Homozygous and heterozygous KRAS mutant cancer cells have distinct metabolic phenotypes.

  • Major finding: Homozygous and heterozygous KRAS mutant cancer cells have distinct metabolic phenotypes.

  • Concept: Cells with mutant KRAS enrichment exhibit enhanced glycolysis and sensitivity to glucose deprivation.

  • Impact:KRAS-mutant tumors are metabolically heterogeneous and may have different therapeutic vulnerabilities.

Activating mutations in one Kras allele are sufficient to induce lung tumorigenesis in mice, but high-grade murine tumors often display relative gain of mutant Kras through loss of wild-type Kras and/or increased mutant Kras copy number, suggesting that there is selective pressure for increased mutant Kras activity. Kerr and colleagues used Trp53-null murine embryonic fibroblasts harboring heterozygous or homozygous Kras mutations to investigate the mechanism by which Kras copy-number gains contribute to tumor progression and showed that although no obvious change in early passage proliferation kinetics was observed, cells with homozygous Kras mutations displayed upregulated glycolytic gene expression and increased glucose uptake, lactate secretion, and glycolytic capacity compared to cells with heterozygous Kras mutation. The enhanced glycolytic activity in homozygous Kras-mutant cells was accompanied by an increase in glucose-derived tricarboxylic acid (TCA) metabolites, as well as glutathione and its precursors, suggesting metabolic rewiring toward increased glutathione biosynthesis. In line with these findings, homozygous Kras-mutant cells were characterized by increased antioxidant gene expression, higher NADPH/NADP+ and GSH/GSSG ratios, reduced reactive oxygen species (ROS), and increased resistance to ROS inducers. Notably, homozygous Kras mutant cells were more sensitive to glucose deprivation or inhibition of glycolysis than heterozygous cells, and combined depletion of glucose and GSH was shown to enhance apoptosis. Analysis of a heterozygous Kras-mutant tumor mouse model known to undergo mutant allele enrichment during tumor progression showed that late tumors were also characterized by a metabolic shift toward glucose-derived TCA metabolites and glutathione, and showed enhanced sensitivity to combined inhibition of glycolysis and GSH biosynthesis. Consistent with these mouse data, analysis of human lung tumor gene copy-number and gene expression data confirmed that KRAS mutation and copy-number gain correlated with upregulation of glycolytic- and glutathione-related gene expression. Together, these data suggest that KRAS-mutant tumors are not metabolically equivalent and may have distinct therapeutic vulnerabilities.

Kerr EM, Gaude E, Turrell FK, Frezza C, Martins CP. Mutant Kras copy number defines metabolic reprogramming and therapeutic susceptibilities. Nature 2016;531:110–3.

[Using the information]
a) Summarize the research summary in three sentences.
b) For each statement, answer yes or no according to the research summary, and quote the words that decide it. (i) Cells with homozygous Kras mutations proliferated noticeably faster at early passage than heterozygous cells. (ii) Homozygous Kras-mutant cells had lower levels of reactive oxygen species. (iii) Depleting both glucose and GSH increased apoptosis.
c) List every author named in the citation at the end of the research summary.

Records from a data source:
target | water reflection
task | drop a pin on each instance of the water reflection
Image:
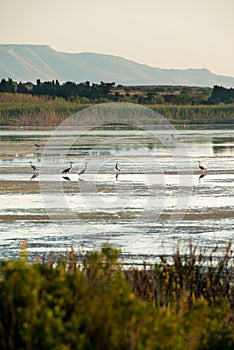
(201, 177)
(223, 150)
(67, 178)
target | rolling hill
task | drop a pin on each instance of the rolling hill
(32, 62)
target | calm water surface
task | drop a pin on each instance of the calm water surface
(159, 200)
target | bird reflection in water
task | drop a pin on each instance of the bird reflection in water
(201, 177)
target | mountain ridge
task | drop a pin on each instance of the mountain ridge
(29, 62)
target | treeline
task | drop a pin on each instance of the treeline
(68, 90)
(87, 92)
(221, 95)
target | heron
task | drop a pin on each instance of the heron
(65, 171)
(33, 176)
(201, 176)
(32, 166)
(200, 166)
(84, 170)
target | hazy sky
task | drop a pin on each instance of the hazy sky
(160, 33)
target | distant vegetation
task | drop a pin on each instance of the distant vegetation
(98, 304)
(48, 103)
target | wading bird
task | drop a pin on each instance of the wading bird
(32, 166)
(65, 171)
(67, 178)
(117, 168)
(84, 170)
(200, 166)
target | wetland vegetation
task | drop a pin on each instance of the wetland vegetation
(49, 103)
(94, 302)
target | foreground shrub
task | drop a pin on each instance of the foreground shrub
(99, 305)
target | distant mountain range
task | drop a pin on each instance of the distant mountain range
(32, 62)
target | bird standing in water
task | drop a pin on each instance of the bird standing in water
(84, 170)
(117, 168)
(32, 166)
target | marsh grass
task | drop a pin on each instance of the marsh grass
(91, 301)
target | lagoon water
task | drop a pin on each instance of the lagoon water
(159, 200)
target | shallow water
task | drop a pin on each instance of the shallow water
(160, 198)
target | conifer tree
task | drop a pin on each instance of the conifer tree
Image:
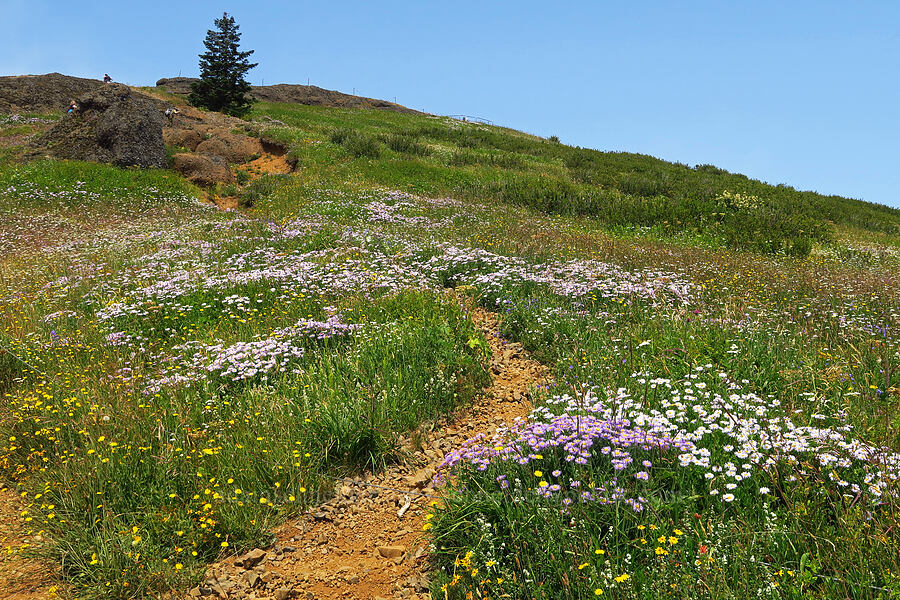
(222, 86)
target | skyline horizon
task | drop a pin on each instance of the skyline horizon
(780, 94)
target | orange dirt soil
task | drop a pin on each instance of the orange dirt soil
(355, 545)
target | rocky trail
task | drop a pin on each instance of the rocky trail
(367, 542)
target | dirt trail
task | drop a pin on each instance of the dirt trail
(21, 577)
(356, 546)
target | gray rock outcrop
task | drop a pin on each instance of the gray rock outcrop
(112, 125)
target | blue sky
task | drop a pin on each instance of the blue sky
(802, 93)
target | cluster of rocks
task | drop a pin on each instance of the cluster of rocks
(112, 124)
(115, 124)
(254, 578)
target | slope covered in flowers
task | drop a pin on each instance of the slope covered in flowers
(175, 380)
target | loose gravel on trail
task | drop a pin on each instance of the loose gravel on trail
(355, 545)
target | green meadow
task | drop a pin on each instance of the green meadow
(176, 381)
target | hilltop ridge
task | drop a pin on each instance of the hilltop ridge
(309, 95)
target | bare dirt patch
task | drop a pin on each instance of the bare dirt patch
(356, 545)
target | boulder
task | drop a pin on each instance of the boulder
(42, 93)
(182, 137)
(233, 148)
(203, 169)
(112, 125)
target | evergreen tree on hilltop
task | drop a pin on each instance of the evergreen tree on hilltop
(222, 86)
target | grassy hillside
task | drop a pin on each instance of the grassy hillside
(621, 190)
(175, 380)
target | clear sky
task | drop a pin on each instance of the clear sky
(802, 93)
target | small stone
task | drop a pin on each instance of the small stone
(282, 593)
(251, 559)
(391, 551)
(253, 578)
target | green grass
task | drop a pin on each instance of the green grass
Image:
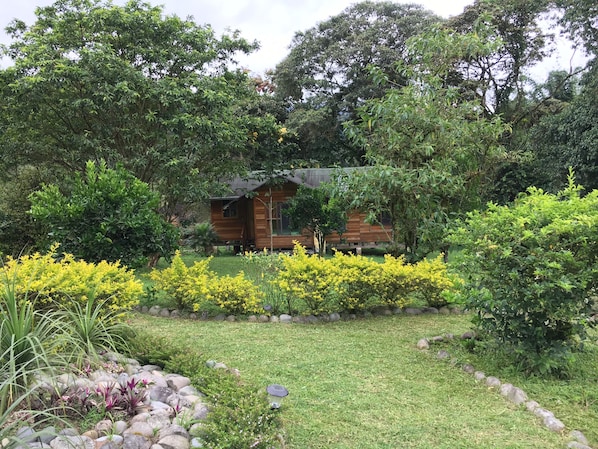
(362, 384)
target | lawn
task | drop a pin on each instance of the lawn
(362, 384)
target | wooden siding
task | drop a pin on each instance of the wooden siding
(253, 228)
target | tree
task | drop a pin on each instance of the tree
(106, 215)
(531, 273)
(569, 138)
(314, 209)
(430, 150)
(126, 84)
(325, 76)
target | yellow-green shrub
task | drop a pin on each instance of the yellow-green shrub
(356, 279)
(309, 279)
(235, 295)
(55, 282)
(186, 286)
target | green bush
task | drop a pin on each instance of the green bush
(532, 272)
(354, 283)
(199, 289)
(107, 215)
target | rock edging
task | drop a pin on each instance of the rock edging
(166, 312)
(512, 393)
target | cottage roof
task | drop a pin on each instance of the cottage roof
(311, 177)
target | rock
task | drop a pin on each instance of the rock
(423, 344)
(140, 428)
(517, 396)
(492, 382)
(132, 441)
(579, 437)
(174, 442)
(505, 389)
(93, 434)
(154, 310)
(177, 382)
(443, 355)
(469, 335)
(469, 369)
(161, 394)
(531, 406)
(72, 442)
(479, 376)
(554, 424)
(577, 445)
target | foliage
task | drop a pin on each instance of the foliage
(356, 283)
(235, 295)
(59, 282)
(201, 237)
(94, 328)
(240, 414)
(107, 215)
(431, 151)
(197, 287)
(532, 273)
(325, 76)
(154, 92)
(315, 210)
(263, 269)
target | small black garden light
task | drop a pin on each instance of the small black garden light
(276, 393)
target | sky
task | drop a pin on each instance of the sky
(271, 22)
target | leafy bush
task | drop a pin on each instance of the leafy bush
(202, 237)
(353, 283)
(107, 215)
(311, 280)
(532, 271)
(240, 414)
(197, 288)
(59, 282)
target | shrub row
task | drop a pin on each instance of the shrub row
(353, 283)
(56, 282)
(306, 284)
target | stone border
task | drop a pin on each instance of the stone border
(308, 319)
(512, 393)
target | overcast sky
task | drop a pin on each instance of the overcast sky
(271, 22)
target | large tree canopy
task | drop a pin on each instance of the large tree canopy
(325, 76)
(430, 149)
(127, 84)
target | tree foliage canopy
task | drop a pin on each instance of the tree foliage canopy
(430, 150)
(325, 75)
(127, 84)
(105, 215)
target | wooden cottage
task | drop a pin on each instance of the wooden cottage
(243, 217)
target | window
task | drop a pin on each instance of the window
(280, 221)
(229, 209)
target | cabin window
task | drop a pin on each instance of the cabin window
(281, 222)
(229, 209)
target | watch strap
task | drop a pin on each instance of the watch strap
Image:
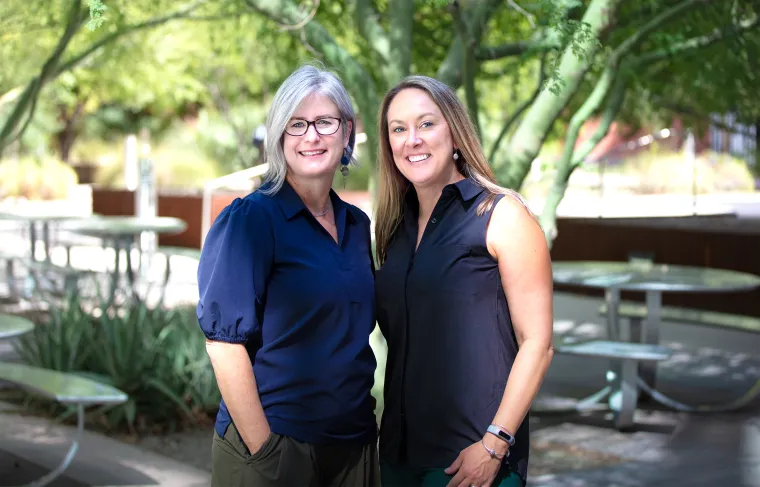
(501, 434)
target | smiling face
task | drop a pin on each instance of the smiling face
(313, 155)
(420, 139)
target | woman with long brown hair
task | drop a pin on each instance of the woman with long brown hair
(464, 299)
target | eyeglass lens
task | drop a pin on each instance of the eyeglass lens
(324, 126)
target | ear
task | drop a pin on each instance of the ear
(347, 134)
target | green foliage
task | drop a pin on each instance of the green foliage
(34, 178)
(176, 167)
(97, 11)
(156, 356)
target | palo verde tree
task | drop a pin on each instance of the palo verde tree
(586, 55)
(81, 31)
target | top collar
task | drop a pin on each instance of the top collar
(468, 188)
(291, 204)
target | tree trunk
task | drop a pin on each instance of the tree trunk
(68, 135)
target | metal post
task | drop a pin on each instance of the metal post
(691, 158)
(146, 204)
(651, 334)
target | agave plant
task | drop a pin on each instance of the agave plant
(156, 356)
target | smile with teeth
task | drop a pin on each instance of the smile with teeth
(418, 158)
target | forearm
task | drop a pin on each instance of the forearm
(527, 374)
(237, 383)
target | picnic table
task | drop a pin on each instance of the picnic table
(39, 221)
(120, 233)
(653, 280)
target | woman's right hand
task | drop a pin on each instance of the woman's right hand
(255, 444)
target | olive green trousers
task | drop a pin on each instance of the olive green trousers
(284, 462)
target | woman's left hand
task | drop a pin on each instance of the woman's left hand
(473, 467)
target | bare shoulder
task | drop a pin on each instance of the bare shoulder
(513, 229)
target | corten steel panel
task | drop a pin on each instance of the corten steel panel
(221, 200)
(187, 207)
(580, 239)
(113, 202)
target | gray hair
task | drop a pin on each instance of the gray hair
(306, 80)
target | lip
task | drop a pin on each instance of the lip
(409, 157)
(313, 152)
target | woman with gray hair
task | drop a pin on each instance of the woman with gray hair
(287, 306)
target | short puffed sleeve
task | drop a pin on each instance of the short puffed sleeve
(235, 263)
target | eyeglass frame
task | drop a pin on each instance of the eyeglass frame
(309, 123)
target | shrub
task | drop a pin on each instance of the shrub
(44, 178)
(670, 172)
(157, 357)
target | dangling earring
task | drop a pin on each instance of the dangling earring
(344, 160)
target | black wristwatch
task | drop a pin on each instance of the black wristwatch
(501, 433)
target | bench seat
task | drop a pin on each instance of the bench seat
(638, 311)
(13, 326)
(65, 388)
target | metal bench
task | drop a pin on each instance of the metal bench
(57, 279)
(637, 312)
(623, 387)
(67, 389)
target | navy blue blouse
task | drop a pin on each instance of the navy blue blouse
(272, 278)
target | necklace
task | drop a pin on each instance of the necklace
(329, 205)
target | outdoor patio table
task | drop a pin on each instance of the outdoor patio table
(120, 232)
(653, 280)
(39, 220)
(14, 326)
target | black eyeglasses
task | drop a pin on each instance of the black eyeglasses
(323, 126)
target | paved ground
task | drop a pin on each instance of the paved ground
(667, 448)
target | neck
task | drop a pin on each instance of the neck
(428, 195)
(315, 193)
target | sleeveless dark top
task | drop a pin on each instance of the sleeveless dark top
(451, 345)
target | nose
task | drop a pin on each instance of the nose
(311, 133)
(412, 139)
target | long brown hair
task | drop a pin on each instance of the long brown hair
(472, 161)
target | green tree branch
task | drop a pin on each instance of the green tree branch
(527, 140)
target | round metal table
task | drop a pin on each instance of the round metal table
(39, 220)
(120, 233)
(653, 280)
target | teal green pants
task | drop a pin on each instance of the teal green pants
(400, 476)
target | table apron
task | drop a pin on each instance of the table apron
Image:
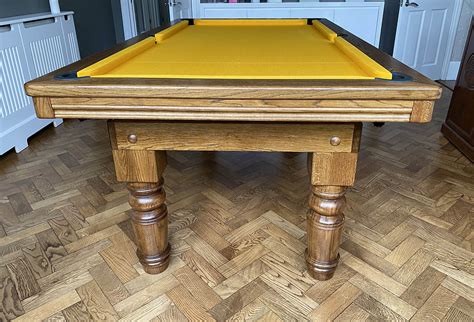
(234, 136)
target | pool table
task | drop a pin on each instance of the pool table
(287, 85)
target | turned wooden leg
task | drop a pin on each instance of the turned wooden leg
(143, 170)
(150, 223)
(325, 221)
(331, 174)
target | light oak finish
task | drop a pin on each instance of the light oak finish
(414, 189)
(139, 165)
(245, 100)
(150, 223)
(43, 107)
(197, 136)
(422, 111)
(237, 109)
(148, 117)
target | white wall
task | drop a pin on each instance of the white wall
(467, 11)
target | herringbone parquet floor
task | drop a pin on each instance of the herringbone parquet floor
(237, 223)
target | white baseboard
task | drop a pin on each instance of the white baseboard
(17, 136)
(453, 70)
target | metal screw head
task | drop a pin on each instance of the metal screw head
(132, 138)
(335, 140)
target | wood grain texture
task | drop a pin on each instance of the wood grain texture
(422, 111)
(234, 110)
(270, 100)
(150, 223)
(281, 137)
(332, 168)
(43, 107)
(413, 189)
(139, 165)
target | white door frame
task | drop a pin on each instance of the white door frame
(451, 37)
(129, 20)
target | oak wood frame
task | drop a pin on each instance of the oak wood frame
(245, 111)
(238, 100)
(140, 159)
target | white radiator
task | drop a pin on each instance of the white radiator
(30, 46)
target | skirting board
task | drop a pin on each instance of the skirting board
(17, 137)
(453, 70)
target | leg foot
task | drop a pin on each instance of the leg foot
(325, 222)
(150, 223)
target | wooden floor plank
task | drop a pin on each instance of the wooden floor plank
(237, 233)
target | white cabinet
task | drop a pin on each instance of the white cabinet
(30, 46)
(364, 19)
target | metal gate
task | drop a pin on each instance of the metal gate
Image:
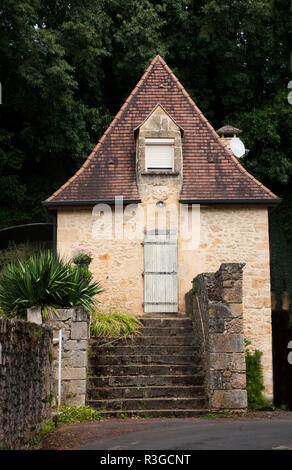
(160, 272)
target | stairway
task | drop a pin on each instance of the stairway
(158, 373)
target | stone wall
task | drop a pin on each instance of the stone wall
(25, 381)
(227, 233)
(75, 336)
(215, 305)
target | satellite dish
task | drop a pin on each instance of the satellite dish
(237, 147)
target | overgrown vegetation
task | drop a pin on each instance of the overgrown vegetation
(255, 380)
(114, 323)
(73, 414)
(45, 281)
(65, 415)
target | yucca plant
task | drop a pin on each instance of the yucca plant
(114, 323)
(45, 281)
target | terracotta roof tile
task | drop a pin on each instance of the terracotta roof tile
(210, 170)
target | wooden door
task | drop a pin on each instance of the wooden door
(160, 272)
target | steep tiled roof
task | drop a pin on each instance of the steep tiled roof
(210, 171)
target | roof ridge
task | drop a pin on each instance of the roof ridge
(204, 119)
(116, 118)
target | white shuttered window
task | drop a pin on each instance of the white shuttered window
(159, 154)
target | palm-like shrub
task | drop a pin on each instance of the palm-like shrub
(45, 280)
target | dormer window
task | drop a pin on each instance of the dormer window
(159, 155)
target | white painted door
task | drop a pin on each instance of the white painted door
(160, 272)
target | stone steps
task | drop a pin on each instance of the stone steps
(171, 391)
(157, 373)
(139, 360)
(150, 369)
(166, 331)
(144, 380)
(163, 403)
(134, 350)
(180, 340)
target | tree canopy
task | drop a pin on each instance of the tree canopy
(67, 67)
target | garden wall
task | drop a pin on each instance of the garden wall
(75, 336)
(25, 380)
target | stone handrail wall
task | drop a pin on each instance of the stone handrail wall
(215, 305)
(25, 381)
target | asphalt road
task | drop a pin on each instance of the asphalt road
(197, 434)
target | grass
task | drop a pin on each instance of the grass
(65, 415)
(114, 324)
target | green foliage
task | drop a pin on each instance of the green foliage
(73, 414)
(114, 323)
(36, 442)
(254, 380)
(45, 280)
(280, 227)
(82, 255)
(67, 68)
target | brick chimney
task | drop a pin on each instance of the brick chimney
(227, 133)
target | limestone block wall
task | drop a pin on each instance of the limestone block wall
(230, 233)
(237, 234)
(215, 304)
(25, 381)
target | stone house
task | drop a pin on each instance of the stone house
(161, 153)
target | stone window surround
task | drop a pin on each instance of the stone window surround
(141, 154)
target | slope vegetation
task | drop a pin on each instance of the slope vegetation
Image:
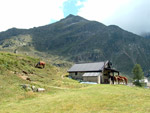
(79, 40)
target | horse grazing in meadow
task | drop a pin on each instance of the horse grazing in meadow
(40, 64)
(122, 79)
(118, 79)
(125, 79)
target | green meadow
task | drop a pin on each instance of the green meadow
(62, 95)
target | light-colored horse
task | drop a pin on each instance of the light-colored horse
(40, 64)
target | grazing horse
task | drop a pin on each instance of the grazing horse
(40, 64)
(125, 79)
(118, 79)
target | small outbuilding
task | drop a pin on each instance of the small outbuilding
(99, 72)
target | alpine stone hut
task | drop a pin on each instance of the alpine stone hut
(99, 72)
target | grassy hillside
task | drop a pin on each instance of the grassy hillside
(15, 68)
(79, 40)
(62, 94)
(91, 99)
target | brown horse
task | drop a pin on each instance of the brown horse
(40, 64)
(118, 79)
(125, 79)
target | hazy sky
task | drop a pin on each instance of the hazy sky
(131, 15)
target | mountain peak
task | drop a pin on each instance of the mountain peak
(73, 19)
(70, 16)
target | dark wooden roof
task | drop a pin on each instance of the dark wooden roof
(87, 67)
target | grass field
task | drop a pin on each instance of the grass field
(62, 95)
(90, 99)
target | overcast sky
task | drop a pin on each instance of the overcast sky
(131, 15)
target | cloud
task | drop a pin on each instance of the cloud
(29, 13)
(131, 15)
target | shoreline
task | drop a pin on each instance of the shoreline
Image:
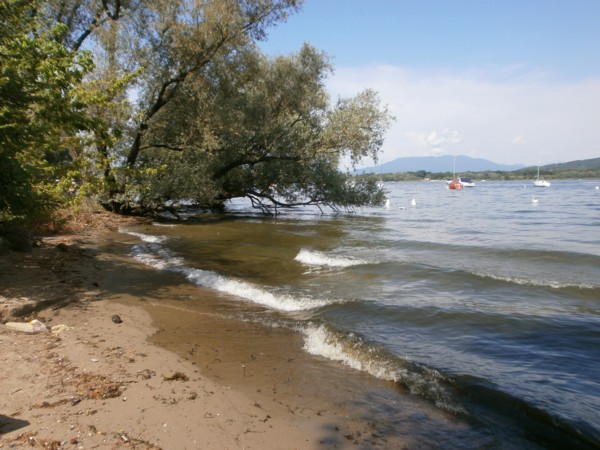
(150, 382)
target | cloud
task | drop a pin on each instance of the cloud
(434, 141)
(519, 140)
(493, 108)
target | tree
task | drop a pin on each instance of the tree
(40, 113)
(250, 126)
(156, 45)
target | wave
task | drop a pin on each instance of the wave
(159, 257)
(353, 351)
(314, 258)
(536, 283)
(145, 237)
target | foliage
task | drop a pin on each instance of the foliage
(151, 103)
(40, 114)
(250, 126)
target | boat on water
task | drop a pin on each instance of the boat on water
(538, 182)
(467, 182)
(454, 184)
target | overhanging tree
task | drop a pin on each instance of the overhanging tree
(250, 126)
(40, 114)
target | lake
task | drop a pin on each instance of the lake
(482, 303)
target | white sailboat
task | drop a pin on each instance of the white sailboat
(539, 182)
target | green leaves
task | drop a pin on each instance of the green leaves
(39, 112)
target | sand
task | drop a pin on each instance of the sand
(101, 381)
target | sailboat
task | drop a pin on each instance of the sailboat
(539, 182)
(455, 183)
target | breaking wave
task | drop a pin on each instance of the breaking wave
(151, 253)
(314, 258)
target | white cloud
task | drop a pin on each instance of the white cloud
(435, 142)
(493, 109)
(519, 140)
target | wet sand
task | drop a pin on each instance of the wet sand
(180, 371)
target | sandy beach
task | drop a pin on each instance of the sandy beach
(111, 373)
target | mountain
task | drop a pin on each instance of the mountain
(438, 164)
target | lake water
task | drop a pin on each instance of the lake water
(483, 302)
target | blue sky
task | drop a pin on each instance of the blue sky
(506, 80)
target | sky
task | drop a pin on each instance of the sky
(512, 81)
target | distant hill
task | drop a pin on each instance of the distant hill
(582, 164)
(436, 164)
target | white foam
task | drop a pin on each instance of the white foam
(314, 258)
(318, 341)
(250, 292)
(161, 258)
(421, 381)
(145, 237)
(537, 283)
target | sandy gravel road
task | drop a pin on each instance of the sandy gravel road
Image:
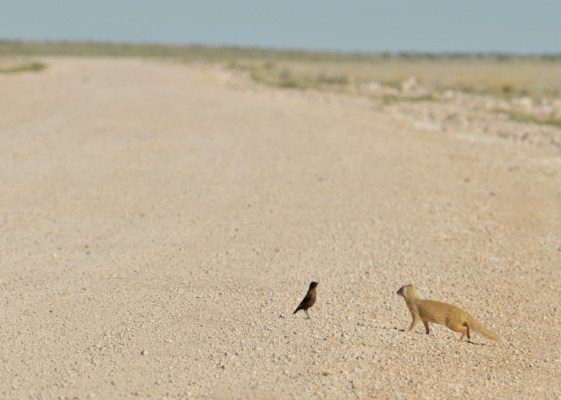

[Solutions]
a) Mouse cells with homozygous Kras mutations showed upregulated glycolytic gene expression, increased glucose uptake and glutathione, stronger antioxidant features, and greater sensitivity to glucose deprivation than cells with heterozygous mutations. Late tumors in a mouse model known to undergo mutant allele enrichment showed a similar shift toward glucose-derived TCA metabolites and glutathione. In human lung tumor data, KRAS mutation and copy-number gain correlated with upregulated glycolytic- and glutathione-related gene expression, suggesting that KRAS-mutant tumors are not metabolically equivalent and may have distinct therapeutic vulnerabilities.

b)
(i) No: "no obvious change in early passage proliferation kinetics was observed"
(ii) Yes: "reduced reactive oxygen species (ROS)"
(iii) Yes: "combined depletion of glucose and GSH was shown to enhance apoptosis"

c)
Kerr EM
Gaude E
Turrell FK
Frezza C
Martins CP